O conceito não é exclusivo da China. Pode-se dizer que a maioria dos países desenvolvidos teve uma geração que viveu um período de boom.
Mas a principal diferença é que, na China, essa "era de ouro" passou tão rapidamente que ainda está fresca na mente das pessoas.
Isso significa que pessoas da geração mais jovem, como Sun Ke, testemunharam o sucesso de seus pais, observando-os acumular sua riqueza do nada.
"Seus pais ou alguns vizinhos que são apenas dez anos mais velhos do que eles poderiam colher todos esses lucros simplesmente entrando em um negócio, mas essa janela já se fechou, e eles não têm mais essa possibilidade", diz Fang Xu, professor da Universidade da Califórnia em Berkeley, nos Estados Unidos.
Frustração com os ricos
Atualmente, a China tem o segundo maior número de bilionários do mundo. Mas também abriga cerca de 600 milhões de pessoas cuja renda mensal é de apenas mil iuans (R$ 740).
Essa enorme disparidade gerou um ressentimento crescente entre os jovens em relação a seus empregadores.

● ● ● ● ● ● ●

Enunciado da tarefa:
Responda, com base no trecho:
(a) Que cargo Fang Xu ocupa e em qual instituição?
(b) Que posição a China ocupa no mundo em número de bilionários?
(c) Quantas pessoas na China têm renda mensal de apenas mil iuans?
Utilize exclusivamente o trecho acima.

(Registros de um conjunto de dados)

● ● ● ● ● ● ●

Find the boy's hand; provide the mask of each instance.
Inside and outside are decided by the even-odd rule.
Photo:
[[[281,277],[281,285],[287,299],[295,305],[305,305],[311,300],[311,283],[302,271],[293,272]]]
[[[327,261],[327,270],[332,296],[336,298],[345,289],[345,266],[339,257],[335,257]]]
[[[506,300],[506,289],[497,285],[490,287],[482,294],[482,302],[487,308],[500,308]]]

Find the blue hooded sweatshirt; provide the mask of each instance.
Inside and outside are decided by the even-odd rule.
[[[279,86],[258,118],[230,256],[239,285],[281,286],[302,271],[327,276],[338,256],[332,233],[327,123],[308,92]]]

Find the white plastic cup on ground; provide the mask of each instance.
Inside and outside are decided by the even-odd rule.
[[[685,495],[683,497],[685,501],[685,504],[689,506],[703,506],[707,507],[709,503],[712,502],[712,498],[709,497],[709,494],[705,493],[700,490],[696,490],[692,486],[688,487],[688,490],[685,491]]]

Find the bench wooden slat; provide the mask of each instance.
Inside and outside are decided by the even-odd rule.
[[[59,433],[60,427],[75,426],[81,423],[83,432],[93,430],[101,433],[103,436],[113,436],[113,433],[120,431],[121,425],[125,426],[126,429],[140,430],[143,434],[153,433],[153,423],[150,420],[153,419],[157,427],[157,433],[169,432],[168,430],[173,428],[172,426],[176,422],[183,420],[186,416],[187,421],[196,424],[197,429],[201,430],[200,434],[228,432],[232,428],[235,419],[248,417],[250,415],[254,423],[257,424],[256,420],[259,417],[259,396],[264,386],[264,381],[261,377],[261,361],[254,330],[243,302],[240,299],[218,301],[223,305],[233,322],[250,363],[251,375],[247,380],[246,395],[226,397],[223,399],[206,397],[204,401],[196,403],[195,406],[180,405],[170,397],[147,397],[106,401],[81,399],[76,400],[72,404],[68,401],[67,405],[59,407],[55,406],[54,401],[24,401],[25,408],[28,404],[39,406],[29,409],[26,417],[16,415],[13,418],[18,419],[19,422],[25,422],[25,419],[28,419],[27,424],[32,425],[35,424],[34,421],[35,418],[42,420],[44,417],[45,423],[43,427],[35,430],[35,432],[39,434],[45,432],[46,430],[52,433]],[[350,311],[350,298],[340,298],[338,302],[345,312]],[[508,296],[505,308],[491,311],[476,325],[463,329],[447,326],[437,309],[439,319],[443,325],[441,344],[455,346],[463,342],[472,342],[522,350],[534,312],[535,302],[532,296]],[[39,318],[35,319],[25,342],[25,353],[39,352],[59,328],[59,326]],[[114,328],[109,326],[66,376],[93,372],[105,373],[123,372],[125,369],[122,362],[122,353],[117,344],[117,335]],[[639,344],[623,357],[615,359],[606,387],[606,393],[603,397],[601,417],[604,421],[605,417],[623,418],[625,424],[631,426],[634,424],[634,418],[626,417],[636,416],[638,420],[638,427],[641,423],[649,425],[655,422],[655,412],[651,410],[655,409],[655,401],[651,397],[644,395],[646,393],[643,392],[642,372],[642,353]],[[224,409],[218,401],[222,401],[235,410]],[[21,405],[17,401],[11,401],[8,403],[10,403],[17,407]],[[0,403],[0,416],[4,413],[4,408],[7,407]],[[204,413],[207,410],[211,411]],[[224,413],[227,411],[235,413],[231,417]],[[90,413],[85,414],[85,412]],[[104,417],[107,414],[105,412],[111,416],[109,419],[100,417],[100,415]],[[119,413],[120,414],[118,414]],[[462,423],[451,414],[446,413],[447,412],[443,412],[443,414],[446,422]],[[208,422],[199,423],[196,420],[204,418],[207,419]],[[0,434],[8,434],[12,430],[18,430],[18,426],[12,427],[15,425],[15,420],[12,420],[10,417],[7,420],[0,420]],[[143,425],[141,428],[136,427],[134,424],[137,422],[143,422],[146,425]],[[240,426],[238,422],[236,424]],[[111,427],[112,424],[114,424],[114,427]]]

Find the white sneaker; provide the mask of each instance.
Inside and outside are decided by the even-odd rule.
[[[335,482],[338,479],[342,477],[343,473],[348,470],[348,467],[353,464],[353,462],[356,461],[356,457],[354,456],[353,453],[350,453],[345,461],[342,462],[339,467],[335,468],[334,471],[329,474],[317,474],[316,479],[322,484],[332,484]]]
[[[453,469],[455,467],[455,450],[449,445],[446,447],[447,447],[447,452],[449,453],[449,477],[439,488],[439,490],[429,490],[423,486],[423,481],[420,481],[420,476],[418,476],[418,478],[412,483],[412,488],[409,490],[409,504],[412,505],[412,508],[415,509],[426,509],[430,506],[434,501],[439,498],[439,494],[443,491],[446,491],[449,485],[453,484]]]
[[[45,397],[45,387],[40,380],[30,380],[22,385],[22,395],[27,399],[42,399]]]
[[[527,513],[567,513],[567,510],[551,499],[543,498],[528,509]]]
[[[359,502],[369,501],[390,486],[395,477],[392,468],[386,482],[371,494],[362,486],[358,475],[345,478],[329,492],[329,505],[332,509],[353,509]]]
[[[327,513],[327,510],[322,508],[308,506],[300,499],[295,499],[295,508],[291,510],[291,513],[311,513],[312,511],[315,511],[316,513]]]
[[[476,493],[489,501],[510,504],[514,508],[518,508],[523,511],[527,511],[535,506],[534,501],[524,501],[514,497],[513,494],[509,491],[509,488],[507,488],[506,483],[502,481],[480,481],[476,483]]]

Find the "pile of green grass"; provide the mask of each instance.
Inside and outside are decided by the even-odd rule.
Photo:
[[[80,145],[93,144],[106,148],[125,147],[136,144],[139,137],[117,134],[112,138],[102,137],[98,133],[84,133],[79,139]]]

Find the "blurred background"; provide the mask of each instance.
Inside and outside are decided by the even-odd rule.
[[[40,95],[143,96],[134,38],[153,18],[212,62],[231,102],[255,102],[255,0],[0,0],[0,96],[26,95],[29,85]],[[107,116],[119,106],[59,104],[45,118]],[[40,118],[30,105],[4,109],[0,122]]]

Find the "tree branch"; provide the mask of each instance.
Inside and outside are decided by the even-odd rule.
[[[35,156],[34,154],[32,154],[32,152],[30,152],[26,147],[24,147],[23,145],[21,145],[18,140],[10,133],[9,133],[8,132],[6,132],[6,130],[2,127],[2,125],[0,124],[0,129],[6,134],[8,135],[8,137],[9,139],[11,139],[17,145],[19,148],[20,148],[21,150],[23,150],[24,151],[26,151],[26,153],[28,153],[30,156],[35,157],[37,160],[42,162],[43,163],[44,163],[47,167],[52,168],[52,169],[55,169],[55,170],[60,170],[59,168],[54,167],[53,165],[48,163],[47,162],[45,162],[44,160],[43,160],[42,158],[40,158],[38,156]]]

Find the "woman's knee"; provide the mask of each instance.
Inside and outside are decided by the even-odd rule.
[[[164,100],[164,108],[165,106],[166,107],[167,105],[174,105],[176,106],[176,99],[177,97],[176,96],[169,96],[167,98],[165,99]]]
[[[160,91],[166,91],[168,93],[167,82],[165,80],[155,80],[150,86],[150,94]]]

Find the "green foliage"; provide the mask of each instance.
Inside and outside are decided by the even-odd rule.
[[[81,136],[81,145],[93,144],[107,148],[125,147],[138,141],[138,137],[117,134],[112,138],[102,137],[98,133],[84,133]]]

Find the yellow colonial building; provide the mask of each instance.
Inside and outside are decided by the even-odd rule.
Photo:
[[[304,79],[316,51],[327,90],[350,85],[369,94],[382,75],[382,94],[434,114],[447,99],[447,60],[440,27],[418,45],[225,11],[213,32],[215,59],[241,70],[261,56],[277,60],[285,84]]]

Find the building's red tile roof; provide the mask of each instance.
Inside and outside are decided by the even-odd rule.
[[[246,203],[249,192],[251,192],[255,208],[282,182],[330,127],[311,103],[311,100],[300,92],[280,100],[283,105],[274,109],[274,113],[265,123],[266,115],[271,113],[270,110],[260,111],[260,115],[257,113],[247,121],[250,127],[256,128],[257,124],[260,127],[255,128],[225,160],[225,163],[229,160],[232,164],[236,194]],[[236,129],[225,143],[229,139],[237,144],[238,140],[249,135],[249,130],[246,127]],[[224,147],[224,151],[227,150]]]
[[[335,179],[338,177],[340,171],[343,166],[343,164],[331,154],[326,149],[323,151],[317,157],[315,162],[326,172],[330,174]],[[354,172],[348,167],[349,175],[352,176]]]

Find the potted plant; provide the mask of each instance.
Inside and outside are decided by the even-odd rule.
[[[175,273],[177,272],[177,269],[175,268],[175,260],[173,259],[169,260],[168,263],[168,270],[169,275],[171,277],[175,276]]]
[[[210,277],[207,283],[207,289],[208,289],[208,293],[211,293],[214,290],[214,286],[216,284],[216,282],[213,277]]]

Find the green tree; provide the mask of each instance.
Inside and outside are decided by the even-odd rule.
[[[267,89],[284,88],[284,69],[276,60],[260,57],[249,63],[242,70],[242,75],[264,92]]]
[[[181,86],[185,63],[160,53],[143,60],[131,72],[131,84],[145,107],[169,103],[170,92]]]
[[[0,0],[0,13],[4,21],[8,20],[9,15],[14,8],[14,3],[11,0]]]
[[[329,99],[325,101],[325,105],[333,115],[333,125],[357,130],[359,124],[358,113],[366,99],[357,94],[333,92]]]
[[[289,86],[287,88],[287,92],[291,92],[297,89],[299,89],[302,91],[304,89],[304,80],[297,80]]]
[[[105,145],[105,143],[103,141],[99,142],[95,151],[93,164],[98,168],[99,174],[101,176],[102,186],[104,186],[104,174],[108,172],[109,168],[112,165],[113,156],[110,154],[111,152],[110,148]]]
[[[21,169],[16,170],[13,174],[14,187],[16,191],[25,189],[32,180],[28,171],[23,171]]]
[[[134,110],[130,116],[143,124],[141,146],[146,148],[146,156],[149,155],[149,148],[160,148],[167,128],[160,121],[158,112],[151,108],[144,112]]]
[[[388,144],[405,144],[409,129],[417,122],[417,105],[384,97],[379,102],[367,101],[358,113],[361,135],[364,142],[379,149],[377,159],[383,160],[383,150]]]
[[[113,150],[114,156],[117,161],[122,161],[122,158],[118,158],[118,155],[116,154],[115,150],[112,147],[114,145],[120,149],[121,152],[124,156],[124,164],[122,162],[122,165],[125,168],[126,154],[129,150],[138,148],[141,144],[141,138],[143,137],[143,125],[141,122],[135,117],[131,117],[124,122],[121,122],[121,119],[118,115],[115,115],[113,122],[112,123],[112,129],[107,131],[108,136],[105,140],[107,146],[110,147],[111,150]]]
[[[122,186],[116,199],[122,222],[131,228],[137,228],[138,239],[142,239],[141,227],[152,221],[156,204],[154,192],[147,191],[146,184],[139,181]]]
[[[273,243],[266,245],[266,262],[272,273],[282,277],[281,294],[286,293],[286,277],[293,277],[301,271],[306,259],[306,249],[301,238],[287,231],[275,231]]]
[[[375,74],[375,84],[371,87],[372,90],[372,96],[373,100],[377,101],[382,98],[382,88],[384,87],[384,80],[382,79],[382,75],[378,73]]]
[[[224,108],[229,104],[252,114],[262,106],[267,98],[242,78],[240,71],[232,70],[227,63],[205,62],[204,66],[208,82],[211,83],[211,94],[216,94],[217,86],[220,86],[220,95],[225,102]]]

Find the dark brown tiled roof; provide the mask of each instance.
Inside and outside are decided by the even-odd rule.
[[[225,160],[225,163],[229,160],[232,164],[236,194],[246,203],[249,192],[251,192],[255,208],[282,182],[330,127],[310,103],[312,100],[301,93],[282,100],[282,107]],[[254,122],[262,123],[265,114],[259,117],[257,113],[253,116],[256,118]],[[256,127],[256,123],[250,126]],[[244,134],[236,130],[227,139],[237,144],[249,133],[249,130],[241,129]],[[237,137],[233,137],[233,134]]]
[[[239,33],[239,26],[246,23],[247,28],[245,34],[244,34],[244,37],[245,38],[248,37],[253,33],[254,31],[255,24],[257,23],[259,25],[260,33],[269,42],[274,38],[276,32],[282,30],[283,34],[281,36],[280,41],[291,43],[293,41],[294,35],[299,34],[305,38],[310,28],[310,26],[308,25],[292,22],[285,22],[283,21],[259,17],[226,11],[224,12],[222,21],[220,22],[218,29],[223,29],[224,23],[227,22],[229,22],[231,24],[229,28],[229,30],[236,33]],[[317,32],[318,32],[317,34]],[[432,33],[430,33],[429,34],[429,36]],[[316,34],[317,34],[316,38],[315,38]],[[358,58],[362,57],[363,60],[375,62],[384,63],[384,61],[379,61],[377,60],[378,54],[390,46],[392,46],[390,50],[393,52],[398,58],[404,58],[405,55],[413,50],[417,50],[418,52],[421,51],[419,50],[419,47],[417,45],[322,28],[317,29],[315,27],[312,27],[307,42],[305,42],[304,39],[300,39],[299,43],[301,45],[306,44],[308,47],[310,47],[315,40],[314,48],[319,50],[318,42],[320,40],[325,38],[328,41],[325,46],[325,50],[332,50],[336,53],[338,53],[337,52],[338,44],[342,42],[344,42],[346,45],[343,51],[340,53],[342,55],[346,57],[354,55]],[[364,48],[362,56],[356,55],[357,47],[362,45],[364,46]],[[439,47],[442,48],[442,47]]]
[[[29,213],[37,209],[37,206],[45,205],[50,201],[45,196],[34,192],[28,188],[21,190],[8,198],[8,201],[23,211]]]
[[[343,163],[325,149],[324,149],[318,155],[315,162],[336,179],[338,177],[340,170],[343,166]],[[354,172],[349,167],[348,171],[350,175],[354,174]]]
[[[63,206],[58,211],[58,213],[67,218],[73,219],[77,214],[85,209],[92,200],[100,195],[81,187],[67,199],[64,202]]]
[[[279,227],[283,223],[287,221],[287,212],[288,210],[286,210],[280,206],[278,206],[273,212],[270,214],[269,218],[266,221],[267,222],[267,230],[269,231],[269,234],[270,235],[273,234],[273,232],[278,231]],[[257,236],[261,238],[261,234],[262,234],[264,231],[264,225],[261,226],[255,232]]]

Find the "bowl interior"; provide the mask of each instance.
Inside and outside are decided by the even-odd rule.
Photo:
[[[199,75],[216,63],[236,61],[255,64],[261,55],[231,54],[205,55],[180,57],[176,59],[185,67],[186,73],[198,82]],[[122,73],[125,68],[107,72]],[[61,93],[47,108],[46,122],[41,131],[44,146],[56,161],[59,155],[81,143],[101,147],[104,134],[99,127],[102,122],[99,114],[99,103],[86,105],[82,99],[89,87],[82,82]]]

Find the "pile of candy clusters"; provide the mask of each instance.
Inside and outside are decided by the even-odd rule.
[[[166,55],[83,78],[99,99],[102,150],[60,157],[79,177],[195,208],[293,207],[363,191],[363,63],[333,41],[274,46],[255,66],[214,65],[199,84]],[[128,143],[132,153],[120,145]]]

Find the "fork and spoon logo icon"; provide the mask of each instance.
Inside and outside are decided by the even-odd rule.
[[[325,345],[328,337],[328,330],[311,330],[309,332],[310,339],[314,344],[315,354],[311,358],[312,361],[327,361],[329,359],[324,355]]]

● ● ● ● ● ● ●

Resposta:
(a) Fang Xu é professor da Universidade da Califórnia em Berkeley, nos Estados Unidos.
(b) A China tem o segundo maior número de bilionários do mundo.
(c) Cerca de 600 milhões de pessoas.